Law Offices of Phillip J. Griego & Associates

95 South Market Street, Suite 500

San Jose, California 95113

(408) 293-6341

Employment At-Will vs. Breach of Contract

Most employment relationships in California are considered to be “at will.”  This means that the employer can discharge an employee, and an employee can quit, at any time for any reason, or no reason at all, so long as it is not an unlawful reason.  This principle has been codified in Labor Code Section 2922, which states, “An employment, having no specified term, may be terminated at the will of either party on notice to the other.”

The at-will doctrine does not, however allow an employer to terminate an employee for an illegal reason.  Examples of illegal reasons include terminating an individual because of his or her race, age, disability, national origin, sex, sexual orientation or because the employee has participated in a statutorily protected activity. Additionally, some employees are not at will and can only be terminated for cause.

Employees who are not “at-will,” usually have contracts that specify how and when the employment relationship can be terminated.  The contracts can be written, oral, or implied-in-fact.  If an employee successfully establishes that he or she has a contract that provides for termination only upon “good cause,” then the employer must have cause to terminate the employee.  Examples of cause include:

Written Contracts

Quite frequently, collective bargaining agreements contain “good cause” termination provisions.  Accordingly, most union members may not be terminated except for cause.  Employees working under a union contract, however, have limited ability to bring a Breach of Contract action because the contract is between the union and the employer.  The employee is more of a third party beneficiary of the contract.  Union members can usually appeal a termination through the Union’s grievance procedure, oftentimes up to and including arbitration.  Union members should review their collective bargaining agreements thoroughly to determine their rights.

# [Work instructions]
**A.** Reproduce the passage of the at-will employment page starting with "Written Contracts" and going on through "determine their rights.".
**B.** Take the at-will employment page further, picking up after its final sentence.

# [Record excerpts]

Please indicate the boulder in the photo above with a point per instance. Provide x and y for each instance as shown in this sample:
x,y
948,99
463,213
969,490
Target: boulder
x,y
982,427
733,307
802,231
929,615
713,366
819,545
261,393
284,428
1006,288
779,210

# [Answers for this exercise]
**A.**
Written Contracts

Quite frequently, collective bargaining agreements contain “good cause” termination provisions.  Accordingly, most union members may not be terminated except for cause.  Employees working under a union contract, however, have limited ability to bring a Breach of Contract action because the contract is between the union and the employer.  The employee is more of a third party beneficiary of the contract.  Union members can usually appeal a termination through the Union’s grievance procedure, oftentimes up to and including arbitration.  Union members should review their collective bargaining agreements thoroughly to determine their rights.

**B.**
Sometimes, non-Union employees have written agreements that specifically state the grounds upon which the employee can be terminated.  “For Cause” agreements usually contain additional clauses relating to specific standards of performance or a specified term, which must be taken into account.  The best time to review a written employment contract is before you sign it!

Oral Contracts

Oral contracts are just as enforceable as written contracts.  The difference is that oral contracts are much more difficult to prove, and you must bring an action for Breach of Oral Contract in court sooner than an action for Breach of Written Contract.  To establish an Oral Contract, the party seeking to enforce the contract must still prove the essential elements of a contract.

Implied-In-Fact Agreements

Some contracts are partly oral, partly written, and are derived from the circumstances surrounding the employment.  In essence, an Implied-in-Fact Contract exists when the parties reasonably believe that a contract not to terminate except for good cause exists.  To determine whether a party’s belief that a contract exists, the courts look at several factors.  No one factor is more important than the others, and no one factor alone is sufficient.  The factors include:

In today’s workforce, almost every Employee Handbook contains an at-will provision and many cases are lost because the courts determine the employee is at-will and can be terminated for no reason.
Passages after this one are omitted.